## WHAT THE TASK REQUIRES:
Copy out every item below, swapping "one dot per instance" for "one point per instance" wherever it occurs and changing nothing else. Leave the pictures out of your copy.

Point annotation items
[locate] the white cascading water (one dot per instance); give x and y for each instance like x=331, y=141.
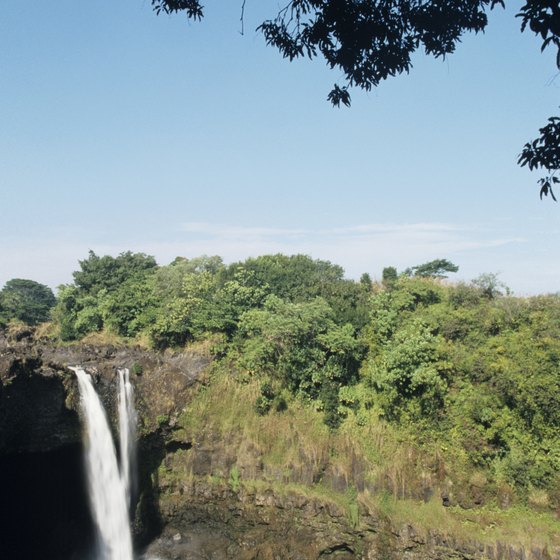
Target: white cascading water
x=107, y=487
x=127, y=433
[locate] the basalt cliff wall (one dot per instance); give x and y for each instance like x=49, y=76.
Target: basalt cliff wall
x=192, y=498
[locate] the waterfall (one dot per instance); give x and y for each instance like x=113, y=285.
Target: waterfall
x=127, y=433
x=108, y=487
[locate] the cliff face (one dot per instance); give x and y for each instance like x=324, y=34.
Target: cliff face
x=203, y=493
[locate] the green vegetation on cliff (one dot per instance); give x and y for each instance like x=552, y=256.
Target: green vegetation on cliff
x=468, y=377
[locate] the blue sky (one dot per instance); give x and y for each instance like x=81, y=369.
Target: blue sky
x=122, y=130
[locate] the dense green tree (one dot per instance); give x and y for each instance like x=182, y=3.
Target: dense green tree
x=389, y=276
x=98, y=273
x=26, y=300
x=299, y=344
x=438, y=268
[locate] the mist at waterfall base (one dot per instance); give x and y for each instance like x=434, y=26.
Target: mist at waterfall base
x=110, y=485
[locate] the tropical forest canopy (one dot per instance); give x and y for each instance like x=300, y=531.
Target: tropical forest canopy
x=464, y=367
x=368, y=41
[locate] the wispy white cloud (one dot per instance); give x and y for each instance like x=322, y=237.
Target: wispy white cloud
x=358, y=248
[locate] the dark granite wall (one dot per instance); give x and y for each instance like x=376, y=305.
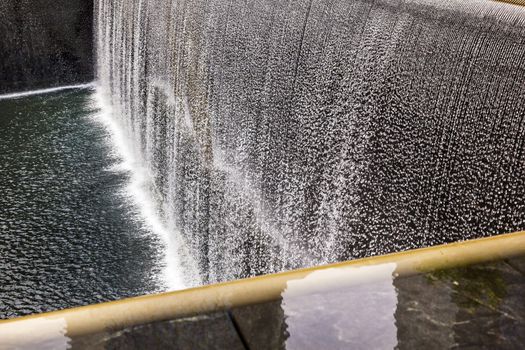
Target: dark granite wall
x=283, y=134
x=45, y=43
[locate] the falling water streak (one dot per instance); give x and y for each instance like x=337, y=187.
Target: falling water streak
x=382, y=144
x=137, y=189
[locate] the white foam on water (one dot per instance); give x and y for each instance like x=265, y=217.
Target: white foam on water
x=138, y=188
x=45, y=91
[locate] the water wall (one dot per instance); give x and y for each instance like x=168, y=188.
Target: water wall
x=45, y=43
x=290, y=133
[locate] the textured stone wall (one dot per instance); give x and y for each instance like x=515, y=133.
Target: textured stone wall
x=45, y=43
x=290, y=133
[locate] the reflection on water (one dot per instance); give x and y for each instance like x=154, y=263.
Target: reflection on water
x=68, y=236
x=474, y=307
x=346, y=308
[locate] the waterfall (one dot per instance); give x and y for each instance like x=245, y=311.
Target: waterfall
x=281, y=134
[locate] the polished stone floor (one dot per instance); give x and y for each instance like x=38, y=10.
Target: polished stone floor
x=473, y=307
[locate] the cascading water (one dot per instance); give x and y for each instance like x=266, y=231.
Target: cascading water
x=280, y=134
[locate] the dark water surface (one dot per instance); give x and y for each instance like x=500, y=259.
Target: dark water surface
x=67, y=233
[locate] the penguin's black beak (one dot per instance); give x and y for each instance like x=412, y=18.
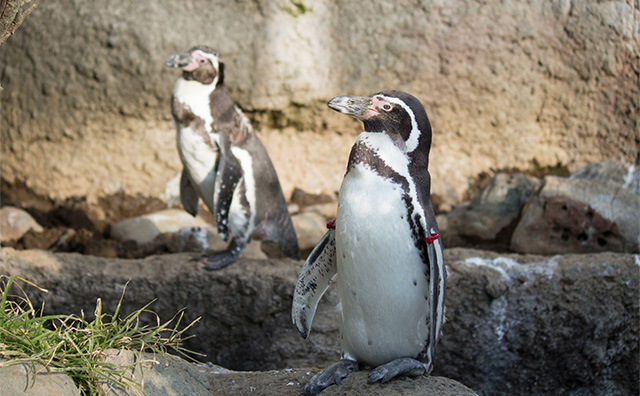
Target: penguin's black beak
x=179, y=60
x=355, y=106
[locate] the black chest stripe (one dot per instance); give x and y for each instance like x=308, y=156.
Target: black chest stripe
x=361, y=153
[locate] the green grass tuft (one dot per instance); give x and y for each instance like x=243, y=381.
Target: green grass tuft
x=74, y=345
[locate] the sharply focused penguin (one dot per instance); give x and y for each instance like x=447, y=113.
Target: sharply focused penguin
x=224, y=162
x=384, y=247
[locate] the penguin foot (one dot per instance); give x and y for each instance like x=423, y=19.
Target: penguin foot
x=403, y=366
x=215, y=260
x=331, y=375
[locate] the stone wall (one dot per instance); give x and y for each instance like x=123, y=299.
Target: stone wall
x=85, y=107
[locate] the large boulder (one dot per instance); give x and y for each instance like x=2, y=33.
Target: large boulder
x=490, y=218
x=15, y=222
x=516, y=324
x=577, y=215
x=25, y=379
x=86, y=93
x=628, y=176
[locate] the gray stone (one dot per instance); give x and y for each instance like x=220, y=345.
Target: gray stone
x=578, y=216
x=628, y=176
x=21, y=380
x=146, y=228
x=159, y=375
x=570, y=322
x=15, y=222
x=496, y=208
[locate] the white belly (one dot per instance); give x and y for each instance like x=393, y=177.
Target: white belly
x=199, y=159
x=381, y=281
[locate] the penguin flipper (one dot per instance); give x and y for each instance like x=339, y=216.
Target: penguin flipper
x=188, y=194
x=313, y=281
x=437, y=279
x=228, y=176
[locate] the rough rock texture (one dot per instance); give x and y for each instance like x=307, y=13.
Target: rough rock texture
x=143, y=229
x=15, y=222
x=159, y=375
x=578, y=215
x=516, y=324
x=19, y=380
x=491, y=216
x=290, y=382
x=87, y=93
x=627, y=176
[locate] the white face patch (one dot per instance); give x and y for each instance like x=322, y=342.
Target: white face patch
x=412, y=142
x=195, y=95
x=381, y=283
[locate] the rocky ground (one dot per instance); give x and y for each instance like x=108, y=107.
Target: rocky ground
x=535, y=161
x=516, y=324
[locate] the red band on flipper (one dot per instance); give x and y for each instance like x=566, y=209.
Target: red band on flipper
x=430, y=239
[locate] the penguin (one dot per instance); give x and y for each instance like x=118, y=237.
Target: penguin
x=224, y=162
x=383, y=248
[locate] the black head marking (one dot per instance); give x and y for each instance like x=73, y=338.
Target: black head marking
x=393, y=112
x=200, y=63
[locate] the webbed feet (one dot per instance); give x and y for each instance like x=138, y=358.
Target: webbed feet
x=331, y=375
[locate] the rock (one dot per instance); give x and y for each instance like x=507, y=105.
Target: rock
x=579, y=216
x=494, y=210
x=104, y=94
x=20, y=380
x=289, y=382
x=304, y=199
x=15, y=222
x=160, y=375
x=310, y=227
x=145, y=228
x=628, y=176
x=570, y=321
x=195, y=239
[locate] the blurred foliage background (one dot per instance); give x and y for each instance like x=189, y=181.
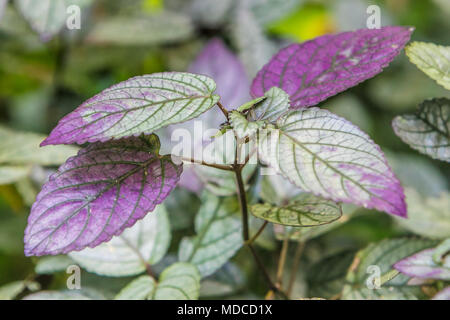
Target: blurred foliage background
x=46, y=74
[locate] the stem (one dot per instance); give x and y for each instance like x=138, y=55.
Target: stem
x=223, y=109
x=213, y=165
x=297, y=256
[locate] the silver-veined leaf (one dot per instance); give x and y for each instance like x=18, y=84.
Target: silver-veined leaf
x=144, y=243
x=222, y=150
x=326, y=155
x=17, y=147
x=381, y=257
x=427, y=131
x=165, y=26
x=83, y=294
x=421, y=265
x=219, y=235
x=47, y=17
x=432, y=59
x=305, y=210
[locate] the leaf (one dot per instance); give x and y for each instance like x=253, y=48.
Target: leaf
x=427, y=216
x=46, y=17
x=138, y=105
x=427, y=131
x=11, y=290
x=180, y=281
x=83, y=294
x=441, y=251
x=305, y=210
x=271, y=108
x=418, y=172
x=422, y=266
x=18, y=147
x=222, y=150
x=53, y=264
x=218, y=235
x=10, y=174
x=443, y=294
x=165, y=26
x=314, y=70
x=326, y=277
x=432, y=59
x=97, y=194
x=145, y=243
x=140, y=288
x=383, y=255
x=219, y=63
x=326, y=155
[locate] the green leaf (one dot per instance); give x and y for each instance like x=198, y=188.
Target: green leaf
x=18, y=147
x=383, y=255
x=53, y=264
x=242, y=127
x=227, y=280
x=180, y=281
x=218, y=235
x=305, y=210
x=326, y=277
x=83, y=294
x=11, y=290
x=427, y=216
x=141, y=288
x=328, y=156
x=428, y=130
x=249, y=104
x=146, y=242
x=165, y=26
x=305, y=234
x=47, y=17
x=432, y=59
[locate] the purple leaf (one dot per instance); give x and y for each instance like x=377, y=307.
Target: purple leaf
x=422, y=266
x=219, y=63
x=443, y=294
x=312, y=71
x=138, y=105
x=96, y=194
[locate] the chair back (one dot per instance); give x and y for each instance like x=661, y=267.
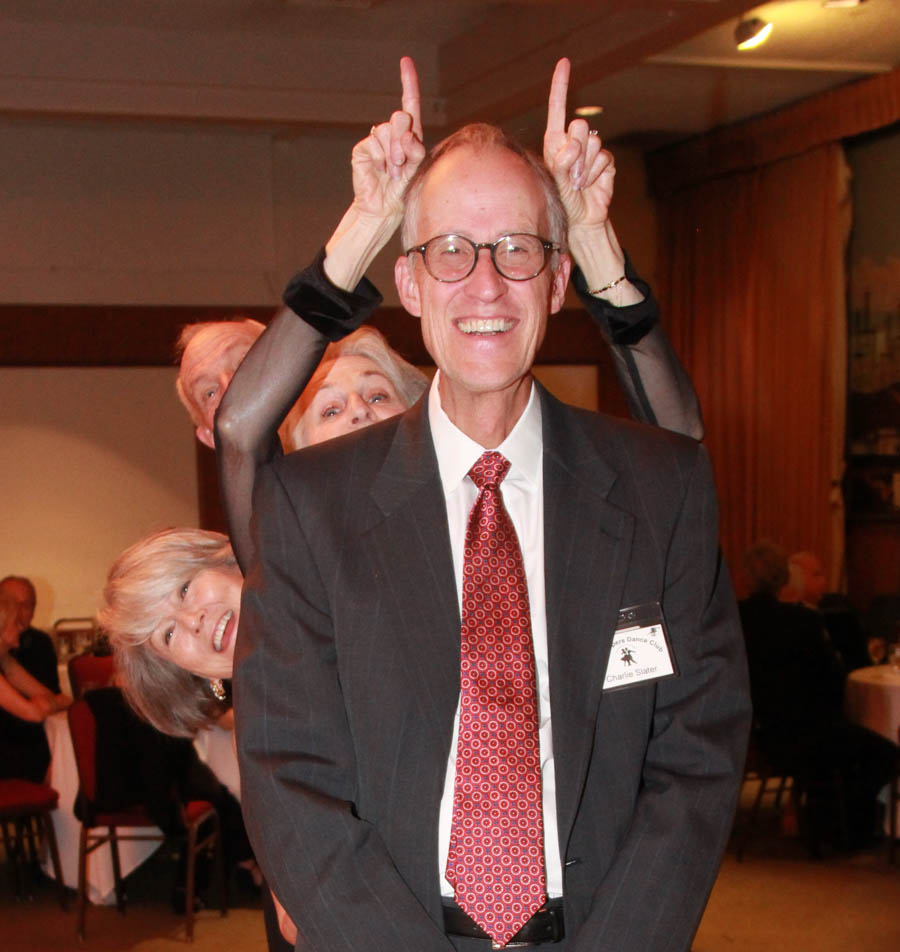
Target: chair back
x=83, y=728
x=90, y=671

## FINAL RESULT:
[locate] the white cascading water (one point per instance); give x and y for each instance like x=331, y=141.
Target: white cascading water
x=107, y=487
x=127, y=433
[locate] the basalt cliff wall (one point per instance); give x and y for each instance like x=49, y=76.
Target: basalt cliff wall
x=192, y=498
[locate] the waterfall (one point per instance); give x and y for each instance like x=113, y=285.
Target: waterfall
x=127, y=433
x=108, y=487
[locate] the cliff face (one point per instance); give x and y for each instance like x=324, y=34.
Target: cliff face
x=203, y=493
[locate] the green vegetation on cliff (one point per instance); give x and y for each instance like x=552, y=256.
Target: green vegetation on cliff
x=468, y=377
[locate] the blue sky (one point per instance); give x and y for each instance like x=81, y=369.
Target: blue sky
x=122, y=130
[locate] the dense green tree (one point per instance); give x and y for each instance like x=182, y=3.
Target: dense green tree
x=389, y=276
x=98, y=273
x=26, y=300
x=299, y=344
x=438, y=268
[locate] the mist at waterfall base (one point per instance); give x and y for each instance like x=434, y=26.
Target: mist at waterfall base
x=110, y=485
[locate] the tropical forest canopy (one point per instance); give x and y for each instance like x=300, y=531.
Target: tropical forest canopy
x=464, y=367
x=368, y=41
[locate] the wispy white cloud (one point per instance); give x and y for each instance like x=322, y=237.
Target: wispy white cloud
x=358, y=248
[locate] the dark granite wall (one point per instance); give x and y for each instance like x=376, y=305.
Target: dark granite wall
x=283, y=134
x=45, y=43
[locate] the falling water streak (one point per instance); give x and y for each instance like x=337, y=187.
Target: falling water streak
x=382, y=144
x=137, y=189
[locate] the white foam on water (one point per instance); give x and y for each instance like x=265, y=217.
Target: white foam on water
x=138, y=188
x=45, y=91
[locate] the water wall (one point per instance); give x and y for each instance like x=168, y=188.
Target: water wall
x=45, y=43
x=290, y=133
[locate] the textured stone wall (one point per instance); give x and y for each instance like x=515, y=133.
Target: textured stone wall
x=45, y=43
x=290, y=133
[locate] the reflection on water (one point per instance); give x and y for each instance like x=154, y=263.
Target: reflection on water
x=68, y=236
x=474, y=307
x=346, y=308
[locate] the waterfall (one point per instance); give x and y for each instance like x=245, y=311.
Target: waterfall
x=281, y=134
[locate] the polished stone floor (one point per instance); give x and y for each instance like x=38, y=10.
Target: polished stone floor
x=473, y=307
[locate] the cascading water (one point per instance); give x and y for each instance like x=266, y=231.
Target: cascading water
x=280, y=134
[locate] the dark water surface (one point per instance); give x and y for each instance like x=500, y=259.
Target: dark water surface
x=67, y=233
[locate] the penguin's black beak (one point per instance); give x and y for each instance like x=412, y=18.
Target: penguin's black beak
x=179, y=60
x=355, y=106
[locate] the black chest stripe (one point per instance); give x and y for each instance like x=308, y=156.
Target: black chest stripe
x=361, y=153
[locate] the green grass tuft (one point per instance); give x and y for each instance like x=243, y=381.
Target: green grass tuft
x=74, y=345
[locate] the sharply focused penguin (one point per instance); give x and y for each instance like x=447, y=113.
Target: sharply focused penguin
x=224, y=162
x=384, y=247
[locate] the penguin foot (one point per instance); give x and y for each instance like x=423, y=19.
Target: penguin foot
x=403, y=366
x=215, y=260
x=331, y=375
[locate] the stone wall (one point per instance); give x and y for each instance like x=123, y=299.
Target: stone wall
x=85, y=107
[locate] the large boulder (one point per instance); give x and y for each instance like x=2, y=33.
Target: large boulder
x=490, y=218
x=15, y=222
x=516, y=324
x=577, y=215
x=25, y=379
x=86, y=93
x=628, y=176
[locate] the gray stone (one point per instance); give x and y for each instance like x=220, y=345.
Target: gray stone
x=578, y=216
x=628, y=176
x=21, y=380
x=146, y=228
x=159, y=375
x=570, y=322
x=15, y=222
x=496, y=208
[locate] the white belly (one point per instance); give x and y for each instance like x=393, y=177.
Target: white belly
x=199, y=159
x=381, y=281
[locate] the penguin flipper (one point per instance); give x and y for each instance like x=339, y=216.
Target: penguin flipper
x=188, y=194
x=313, y=281
x=437, y=279
x=228, y=176
[locate] the rough rock texture (one point per instance); give x and y for each instance like x=307, y=13.
Target: rough rock texture
x=143, y=229
x=15, y=222
x=159, y=375
x=578, y=215
x=516, y=324
x=19, y=380
x=491, y=216
x=290, y=382
x=87, y=93
x=627, y=176
[locate] the white face patch (one point per instance); give x and y for each instance like x=322, y=342.
Target: white face patch
x=412, y=142
x=195, y=95
x=381, y=283
[locate] the rocky ground (one point per instance); give x and y for each instance like x=108, y=107.
Target: rocky ground
x=535, y=161
x=516, y=324
[locate] the red band on flipper (one point per instance); give x and y for each instance like x=566, y=209.
Target: red band on flipper
x=430, y=239
[locate] the penguin (one point per instance); give x and y for each instance like x=118, y=237.
Target: penguin
x=224, y=162
x=383, y=248
[locate] the black head marking (one point per instance); give x and y for each instance like x=73, y=338.
Target: black head marking
x=393, y=112
x=200, y=63
[locate] the webbed feet (one point per instance); give x and y for each instance like x=138, y=358.
Target: webbed feet
x=331, y=375
[locate] the rock (one point per instance); give x and y for each instance like x=507, y=105.
Target: rock
x=579, y=216
x=494, y=210
x=104, y=94
x=20, y=380
x=289, y=382
x=304, y=199
x=15, y=222
x=160, y=375
x=310, y=227
x=145, y=228
x=628, y=176
x=570, y=321
x=195, y=239
[locate] the blurred foliage background (one point per instance); give x and y for each instance like x=189, y=181.
Target: blurred foliage background
x=46, y=74
[locate] the stem (one point per instance); give x and y for each instance like x=138, y=55.
Target: stem
x=223, y=109
x=213, y=165
x=297, y=256
[locate] the silver-veined leaf (one point per instance); give x and y for each instance like x=18, y=84.
Target: silver-veined leaf
x=144, y=243
x=222, y=150
x=326, y=155
x=17, y=147
x=381, y=257
x=427, y=131
x=165, y=26
x=83, y=294
x=421, y=265
x=219, y=235
x=47, y=17
x=432, y=59
x=305, y=210
[locate] the leaf (one point per instance); give x and y for each instance like x=253, y=48.
Target: leaf
x=427, y=216
x=46, y=17
x=138, y=105
x=427, y=131
x=11, y=290
x=180, y=281
x=83, y=294
x=441, y=251
x=305, y=210
x=271, y=108
x=418, y=172
x=422, y=266
x=18, y=147
x=222, y=150
x=53, y=264
x=218, y=235
x=10, y=174
x=443, y=294
x=165, y=26
x=314, y=70
x=326, y=277
x=432, y=59
x=97, y=194
x=145, y=243
x=140, y=288
x=383, y=255
x=219, y=63
x=326, y=155
[locate] the green leaf (one point per instance); give x and y for each instance like x=198, y=188.
Target: green leaf
x=18, y=147
x=383, y=255
x=53, y=264
x=242, y=127
x=227, y=280
x=180, y=281
x=218, y=235
x=305, y=210
x=326, y=277
x=83, y=294
x=11, y=290
x=427, y=216
x=141, y=288
x=328, y=156
x=428, y=130
x=249, y=104
x=146, y=242
x=165, y=26
x=305, y=234
x=47, y=17
x=432, y=59
[locate] the purple leaf (one point per instance); give x and y for each instance like x=377, y=307.
Target: purple leaf
x=422, y=266
x=219, y=63
x=443, y=294
x=312, y=71
x=138, y=105
x=96, y=194
[locate] the chair back (one point per instance); give x and y for each instance like x=661, y=267.
Target: chair back
x=83, y=728
x=90, y=671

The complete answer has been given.